RECORDS FOR THIS TASK:

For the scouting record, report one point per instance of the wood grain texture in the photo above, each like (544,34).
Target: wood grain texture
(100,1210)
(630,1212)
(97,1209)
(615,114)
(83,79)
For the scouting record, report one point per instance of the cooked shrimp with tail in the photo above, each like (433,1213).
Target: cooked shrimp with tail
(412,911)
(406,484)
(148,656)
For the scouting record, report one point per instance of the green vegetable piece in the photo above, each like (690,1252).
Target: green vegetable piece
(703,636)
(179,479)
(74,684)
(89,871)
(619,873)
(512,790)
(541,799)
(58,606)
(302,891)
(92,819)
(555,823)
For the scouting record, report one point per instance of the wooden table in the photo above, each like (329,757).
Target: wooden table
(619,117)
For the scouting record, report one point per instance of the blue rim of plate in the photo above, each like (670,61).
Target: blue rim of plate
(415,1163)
* * *
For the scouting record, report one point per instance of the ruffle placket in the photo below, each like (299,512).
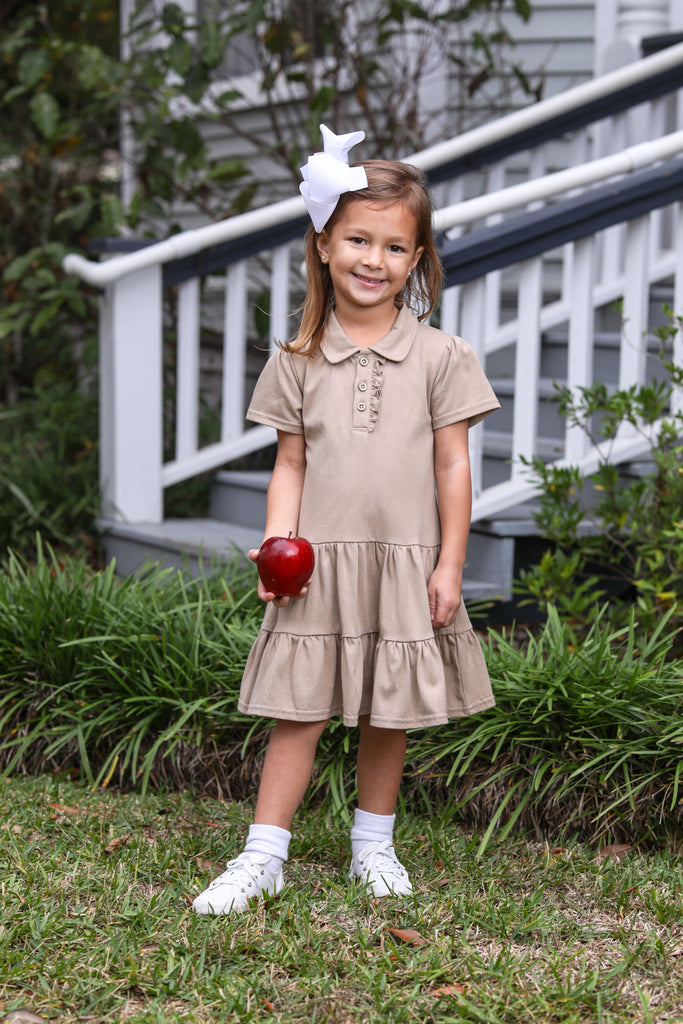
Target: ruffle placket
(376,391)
...
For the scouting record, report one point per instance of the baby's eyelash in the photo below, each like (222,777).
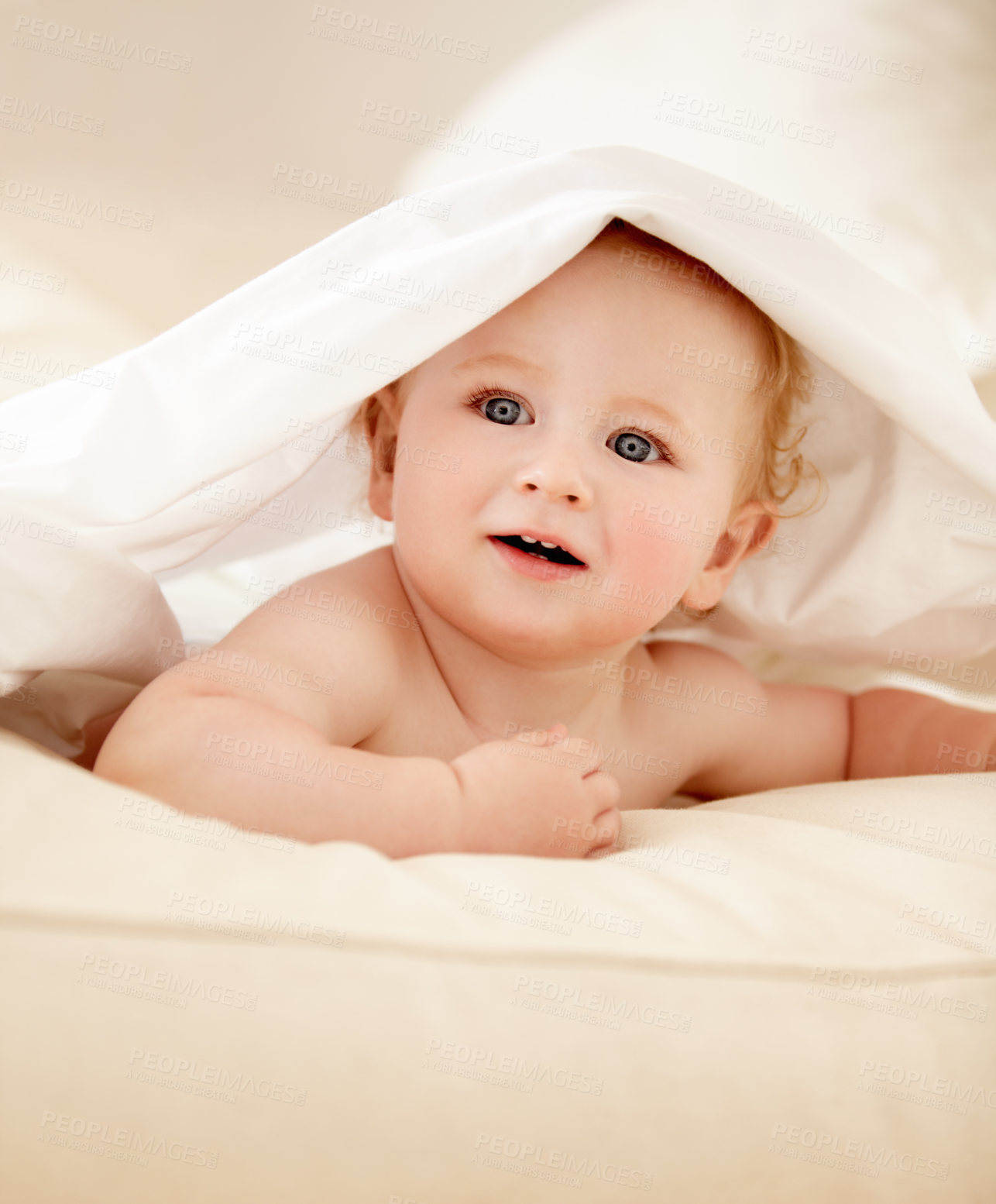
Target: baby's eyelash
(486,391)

TASK DESCRIPTION:
Find every line in the listing above that contains the string "plate", and copy each line in full.

RESULT OF THIS EXERCISE:
For the scouting record, report one point per instance of the blue rim of plate in the photo above, each like (670,61).
Target: blue rim of plate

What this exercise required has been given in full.